**What to work on:** Can you give the listing below as a JSON list of strings, one string per line, with blank lines left out?

**Information supplied:**

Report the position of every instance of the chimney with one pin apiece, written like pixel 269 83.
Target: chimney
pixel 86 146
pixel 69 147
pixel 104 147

**The solution:**
[
  "Report the position of every instance of the chimney with one pin apiece, written like pixel 269 83.",
  "Target: chimney",
  "pixel 86 146",
  "pixel 69 147",
  "pixel 104 147"
]